■ **Istruzioni di lavoro**
- a) Indica se ciascuna delle seguenti affermazioni concorda con l'estratto su Girlfriends’ Guide To Divorce: (i) il pezzo su The Newsroom è stato scritto due giorni prima; (ii) il Castelli ha smesso di guardare Once Upon A Time; (iii) Girlfriends’ Guide To Divorce segna il ritorno da protagonista di Lisa Edelstein. Rispondi a ognuna con sì o no e cita tra virgolette le parole dell'estratto che lo stabiliscono.
- b) Ricopia fedelmente il passo dell'estratto su Girlfriends’ Guide To Divorce che comincia con "Girlfriends’ Guide To Divorce –" e termina con "persona, lo so.".

■ **Estratto del testo**

Girlfriends’ Guide To Divorce – Il ritorno della Cuddy di House di Marco Villa
Girlfriends’ Guide To Divorce segna il ritorno da protagonista di Lisa Edelstein
Due giorni fa ho scritto un pezzo su The Newsroom in cui spiegavo perché mi ha fatto tremendamente incazzare la penultima puntata della serie. Dopo una discussione senza fine con il Castelli, quell’uomo senza vergogna (sì, lo stesso che continua a guardare con gioia Once Upon A Time) mi fa: “ok, voglio vedere con che coraggio stronchi The Newsroom e salvi Girlfriends’ Guide to Divorce“. Che brutta persona, lo so.

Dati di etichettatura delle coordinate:

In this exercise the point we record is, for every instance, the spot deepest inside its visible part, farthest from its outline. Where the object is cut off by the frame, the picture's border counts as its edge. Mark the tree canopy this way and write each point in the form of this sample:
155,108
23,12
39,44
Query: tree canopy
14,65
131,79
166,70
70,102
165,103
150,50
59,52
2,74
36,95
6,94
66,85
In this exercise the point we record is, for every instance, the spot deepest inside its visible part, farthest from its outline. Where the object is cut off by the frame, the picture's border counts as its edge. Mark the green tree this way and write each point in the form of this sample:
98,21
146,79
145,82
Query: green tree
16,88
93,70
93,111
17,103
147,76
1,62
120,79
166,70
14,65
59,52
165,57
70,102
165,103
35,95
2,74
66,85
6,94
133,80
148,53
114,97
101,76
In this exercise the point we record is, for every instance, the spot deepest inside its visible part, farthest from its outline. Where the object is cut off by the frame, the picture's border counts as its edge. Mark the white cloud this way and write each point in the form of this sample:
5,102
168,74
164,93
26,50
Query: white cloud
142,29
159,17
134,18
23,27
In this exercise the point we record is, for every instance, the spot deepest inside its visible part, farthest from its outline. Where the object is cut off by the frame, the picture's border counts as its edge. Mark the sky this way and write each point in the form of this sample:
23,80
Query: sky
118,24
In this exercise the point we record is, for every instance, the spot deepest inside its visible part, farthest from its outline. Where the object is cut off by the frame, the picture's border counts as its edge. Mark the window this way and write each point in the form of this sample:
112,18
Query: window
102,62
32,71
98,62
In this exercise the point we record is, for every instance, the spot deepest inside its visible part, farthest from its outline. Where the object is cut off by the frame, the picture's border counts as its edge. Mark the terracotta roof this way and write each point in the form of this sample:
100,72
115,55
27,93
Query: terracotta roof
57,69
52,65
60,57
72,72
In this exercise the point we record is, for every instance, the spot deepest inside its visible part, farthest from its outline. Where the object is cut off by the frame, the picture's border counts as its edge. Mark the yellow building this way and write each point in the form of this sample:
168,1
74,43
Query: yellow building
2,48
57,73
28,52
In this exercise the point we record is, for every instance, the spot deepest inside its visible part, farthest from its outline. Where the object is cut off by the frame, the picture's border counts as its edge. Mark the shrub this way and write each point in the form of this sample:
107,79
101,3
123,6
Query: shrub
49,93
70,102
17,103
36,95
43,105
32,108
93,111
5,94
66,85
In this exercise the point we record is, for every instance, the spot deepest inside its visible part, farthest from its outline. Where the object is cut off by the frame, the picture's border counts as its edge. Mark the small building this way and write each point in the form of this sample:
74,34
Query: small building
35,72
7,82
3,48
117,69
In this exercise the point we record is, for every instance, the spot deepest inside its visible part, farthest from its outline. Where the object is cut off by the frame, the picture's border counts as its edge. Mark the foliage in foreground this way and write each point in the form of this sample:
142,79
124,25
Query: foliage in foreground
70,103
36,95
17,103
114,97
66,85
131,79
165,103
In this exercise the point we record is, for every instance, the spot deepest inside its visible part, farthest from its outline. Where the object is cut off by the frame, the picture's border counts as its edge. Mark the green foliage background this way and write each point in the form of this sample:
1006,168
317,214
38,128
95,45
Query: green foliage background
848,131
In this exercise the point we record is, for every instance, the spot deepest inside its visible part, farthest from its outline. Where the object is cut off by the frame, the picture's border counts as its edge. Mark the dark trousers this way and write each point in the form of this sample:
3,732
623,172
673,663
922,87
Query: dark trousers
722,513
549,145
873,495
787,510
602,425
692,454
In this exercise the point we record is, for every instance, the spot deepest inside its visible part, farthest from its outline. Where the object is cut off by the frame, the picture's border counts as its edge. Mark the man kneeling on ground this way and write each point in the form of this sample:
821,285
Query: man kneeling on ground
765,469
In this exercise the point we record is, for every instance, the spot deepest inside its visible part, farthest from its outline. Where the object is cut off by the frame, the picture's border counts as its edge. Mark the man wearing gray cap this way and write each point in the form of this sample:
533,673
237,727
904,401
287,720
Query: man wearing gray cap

■ **Risposte ai compiti**
- a)
(i) Sì: “Due giorni fa ho scritto un pezzo su The Newsroom”.
(ii) No: “continua a guardare con gioia Once Upon A Time”.
(iii) Sì: “Girlfriends’ Guide To Divorce segna il ritorno da protagonista di Lisa Edelstein”.

- b)
Girlfriends’ Guide To Divorce – Il ritorno della Cuddy di House di Marco Villa
Girlfriends’ Guide To Divorce segna il ritorno da protagonista di Lisa Edelstein
Due giorni fa ho scritto un pezzo su The Newsroom in cui spiegavo perché mi ha fatto tremendamente incazzare la penultima puntata della serie. Dopo una discussione senza fine con il Castelli, quell’uomo senza vergogna (sì, lo stesso che continua a guardare con gioia Once Upon A Time) mi fa: “ok, voglio vedere con che coraggio stronchi The Newsroom e salvi Girlfriends’ Guide to Divorce“. Che brutta persona, lo so.